* GIVEN PROBLEM *
Reproduce every line of the material below, requests included. Multiply each answer coordinate by 1.35 and round it to a whole number, with halves rounded up, but leave the numbers in the requests and their format samples unchanged.

-- start THE INPUT --

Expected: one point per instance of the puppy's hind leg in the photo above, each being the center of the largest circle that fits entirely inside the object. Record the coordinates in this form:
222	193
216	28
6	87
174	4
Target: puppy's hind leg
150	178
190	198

-- end THE INPUT --

* ANSWER FOR THIS EXERCISE *
Expected: one point per instance of the puppy's hind leg in the photo above, each being the center of the largest circle that fits entirely inside the object. Record the coordinates in this form:
222	193
216	28
6	87
174	4
Target: puppy's hind leg
203	240
257	267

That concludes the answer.